**YOUR INSTRUCTIONS**
Please repeat the data in full, character for character.

**Point-per-instance localization data**
=== Section Start ===

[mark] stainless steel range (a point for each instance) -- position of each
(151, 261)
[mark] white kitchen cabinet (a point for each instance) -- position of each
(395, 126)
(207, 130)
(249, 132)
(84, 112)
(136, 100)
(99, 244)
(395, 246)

=== Section End ===

**EXERCISE RESPONSE**
[mark] stainless steel range (a point for each instance) -- position of each
(151, 261)
[mark] white kitchen cabinet (a point for each instance) -- position of each
(395, 126)
(207, 130)
(249, 132)
(84, 112)
(136, 100)
(99, 244)
(395, 246)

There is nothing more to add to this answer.